## DIRECTIVES
(1) In the court opinion, copy word for word the stretch from "Douglas W. Curless, Asst." through "LOGAN, Circuit Judge.".
(2) Under which statute did Newman file the motion to vacate sentence that the court opinion discusses?

## EXTRACT TO READ
Newman v. U.S.

Decision Date22 April 1987
Docket NumberNo. 85-2695,85-2695
Citation817 F.2d 635
PartiesArthur Michael NEWMAN, Petitioner-Appellant, v. UNITED STATES of America, Respondent-Appellee.
CourtU.S. Court of Appeals — Tenth Circuit

Scott H. Robinson of Gerash, Robinson, Miller & Miranda (Michael G. Katz, Federal Public Defender, and Vicki Mandell-King, Asst. Federal Public Defender, also filed a brief), Denver, Colo., for petitioner-appellant.

Douglas W. Curless, Asst. U.S. Atty. (Robert N. Miller, U.S. Atty., with him on the briefs), Denver, Colo., for respondent-appellee.

Before LOGAN, SETH, and MOORE, Circuit Judges.

LOGAN, Circuit Judge.

Petitioner, Arthur Michael Newman, appeals from an order of the district court dismissing his motion to vacate sentence under 28 U.S.C. Sec. 2255. Petitioner has raised several issues in his pro se petition, in a brief filed for him by the federal public defender's office, and in oral argument and a post-argument brief filed by his newly retained counsel.

After a jury trial, Newman was convicted of conspiring to distribute cocaine, methaqualone, and marijuana in violation of 21 U.S.C. Sec. 846, as well as eight other offenses, including distributing cocaine and methaqualone in violation of 21 U.S.C. Sec. 841(a), and extortion in violation of 18 U.S.C. Sec. 894. The convictions were affirmed by this court on appeal. United States v. Newman, 733 F.2d 1395 (10th Cir.1984) (Newman I ).

Petitioner first complains of a conflict of interest arising from his trial counsel's prior association with Jack Hogan, a witness before the grand jury in this case. "In order to establish a violation of the Sixth Amendment, a defendant who raised no objection at trial must demonstrate that an actual conflict of interest adversely affected his lawyer's performance." Buyler v. Sullivan, 446 U.S. 335, 348, 100 S.Ct. 1708, 1718, 64 L.Ed.2d 333 (1980) (footnote omitted). Petitioner made no objection at trial, and has not shown any actual conflict of interest that adversely affected counsel's performance.

Second, petitioner argues that his trial counsel was ineffective, and that at least he should have been granted a hearing on his allegations of counsel's ineffectiveness. But a convicted defendant's claim that his counsel's performance was so defective as to require reversal of a conviction requires both a showing of ineffectiveness and prejudice. Strickland v. Washington, 466 U.S. 668, 687, 104 S.Ct. 2052, 2064, 80 L.Ed.2d 674 (1984). In our view the errors of counsel alleged by petitioner do not evidence ineffective performance. Moreover, neither petitioner nor his counsel have addressed the prejudice prong of Strickland. We hold that the district court did not abuse its discretion in refusing a hearing on the matter. See United States v. Barboa, 777 F.2d 1420, 1422 n. 2 (10th Cir.1985).

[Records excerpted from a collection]
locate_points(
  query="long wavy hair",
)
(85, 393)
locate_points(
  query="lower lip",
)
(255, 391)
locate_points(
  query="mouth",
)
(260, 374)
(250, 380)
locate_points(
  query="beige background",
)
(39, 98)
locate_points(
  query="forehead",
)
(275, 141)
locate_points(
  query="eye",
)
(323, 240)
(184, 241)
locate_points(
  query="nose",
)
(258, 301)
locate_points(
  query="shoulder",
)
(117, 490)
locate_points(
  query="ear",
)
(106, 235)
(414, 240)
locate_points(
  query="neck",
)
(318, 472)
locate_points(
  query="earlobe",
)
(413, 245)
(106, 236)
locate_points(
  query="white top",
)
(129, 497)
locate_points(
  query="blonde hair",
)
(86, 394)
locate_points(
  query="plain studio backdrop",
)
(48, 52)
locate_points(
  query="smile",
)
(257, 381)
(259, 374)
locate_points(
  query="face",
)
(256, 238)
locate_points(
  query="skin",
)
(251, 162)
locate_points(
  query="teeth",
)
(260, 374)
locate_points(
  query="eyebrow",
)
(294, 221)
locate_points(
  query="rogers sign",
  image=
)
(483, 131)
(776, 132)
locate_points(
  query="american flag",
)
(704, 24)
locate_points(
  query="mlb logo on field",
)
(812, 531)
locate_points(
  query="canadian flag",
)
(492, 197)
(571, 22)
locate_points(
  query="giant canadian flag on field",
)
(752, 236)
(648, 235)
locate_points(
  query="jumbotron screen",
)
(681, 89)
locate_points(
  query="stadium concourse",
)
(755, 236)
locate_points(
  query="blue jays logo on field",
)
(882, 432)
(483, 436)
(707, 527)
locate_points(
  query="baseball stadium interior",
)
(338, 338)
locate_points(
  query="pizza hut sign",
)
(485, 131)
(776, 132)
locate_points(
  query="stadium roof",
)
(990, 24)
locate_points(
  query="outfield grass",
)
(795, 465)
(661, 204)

## ANSWERS TO THE EXERCISE
(1)
Douglas W. Curless, Asst. U.S. Atty. (Robert N. Miller, U.S. Atty., with him on the briefs), Denver, Colo., for respondent-appellee.

Before LOGAN, SETH, and MOORE, Circuit Judges.

LOGAN, Circuit Judge.

(2) 28 U.S.C. Sec. 2255.